Rows from a dataset
··········
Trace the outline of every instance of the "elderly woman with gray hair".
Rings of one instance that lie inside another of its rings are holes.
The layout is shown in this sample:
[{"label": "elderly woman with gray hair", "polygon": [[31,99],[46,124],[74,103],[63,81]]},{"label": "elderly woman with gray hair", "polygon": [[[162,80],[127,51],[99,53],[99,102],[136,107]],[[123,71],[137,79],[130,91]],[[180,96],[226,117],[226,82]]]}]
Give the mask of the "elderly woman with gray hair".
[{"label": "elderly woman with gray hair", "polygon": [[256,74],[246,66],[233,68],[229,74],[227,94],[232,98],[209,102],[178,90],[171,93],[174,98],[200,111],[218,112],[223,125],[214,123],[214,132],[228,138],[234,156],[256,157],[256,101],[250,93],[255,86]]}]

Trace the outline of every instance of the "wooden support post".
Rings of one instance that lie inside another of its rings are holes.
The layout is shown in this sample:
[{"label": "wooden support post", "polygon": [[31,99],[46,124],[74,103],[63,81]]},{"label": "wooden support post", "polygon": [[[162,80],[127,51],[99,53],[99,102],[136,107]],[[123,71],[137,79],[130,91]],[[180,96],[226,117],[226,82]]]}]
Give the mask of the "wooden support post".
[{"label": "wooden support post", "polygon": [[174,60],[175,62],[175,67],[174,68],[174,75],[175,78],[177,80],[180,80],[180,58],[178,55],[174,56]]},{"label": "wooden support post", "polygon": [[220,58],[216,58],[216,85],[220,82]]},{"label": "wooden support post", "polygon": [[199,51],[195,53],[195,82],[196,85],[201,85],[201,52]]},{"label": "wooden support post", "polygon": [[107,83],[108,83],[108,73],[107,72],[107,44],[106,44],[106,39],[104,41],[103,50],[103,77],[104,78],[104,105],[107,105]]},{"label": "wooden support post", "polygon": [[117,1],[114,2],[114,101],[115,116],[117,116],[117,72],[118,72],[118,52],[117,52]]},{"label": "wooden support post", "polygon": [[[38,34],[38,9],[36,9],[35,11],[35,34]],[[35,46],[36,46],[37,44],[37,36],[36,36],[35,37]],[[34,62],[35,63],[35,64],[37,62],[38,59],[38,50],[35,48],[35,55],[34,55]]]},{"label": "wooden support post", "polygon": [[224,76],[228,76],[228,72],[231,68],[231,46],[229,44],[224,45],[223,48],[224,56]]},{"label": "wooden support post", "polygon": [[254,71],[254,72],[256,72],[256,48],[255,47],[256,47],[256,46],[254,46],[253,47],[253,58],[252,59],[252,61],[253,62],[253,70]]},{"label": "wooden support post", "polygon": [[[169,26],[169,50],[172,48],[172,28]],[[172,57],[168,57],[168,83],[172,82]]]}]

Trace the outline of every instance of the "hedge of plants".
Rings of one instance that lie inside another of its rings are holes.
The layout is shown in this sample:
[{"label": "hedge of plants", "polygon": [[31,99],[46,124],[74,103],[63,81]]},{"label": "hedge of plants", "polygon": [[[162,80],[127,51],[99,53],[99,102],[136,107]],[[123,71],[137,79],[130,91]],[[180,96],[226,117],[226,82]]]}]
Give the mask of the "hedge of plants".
··········
## [Written exercise]
Please find each line in the entries above that contains the word "plants", and copy those lines out in full.

## [Reply]
Trace the outline of every instance of the "hedge of plants".
[{"label": "hedge of plants", "polygon": [[31,99],[46,124],[74,103],[63,81]]},{"label": "hedge of plants", "polygon": [[[162,80],[127,51],[99,53],[99,102],[136,107]],[[123,71],[137,79],[130,91]],[[180,96],[226,117],[226,82]]]}]
Give the mask of the "hedge of plants".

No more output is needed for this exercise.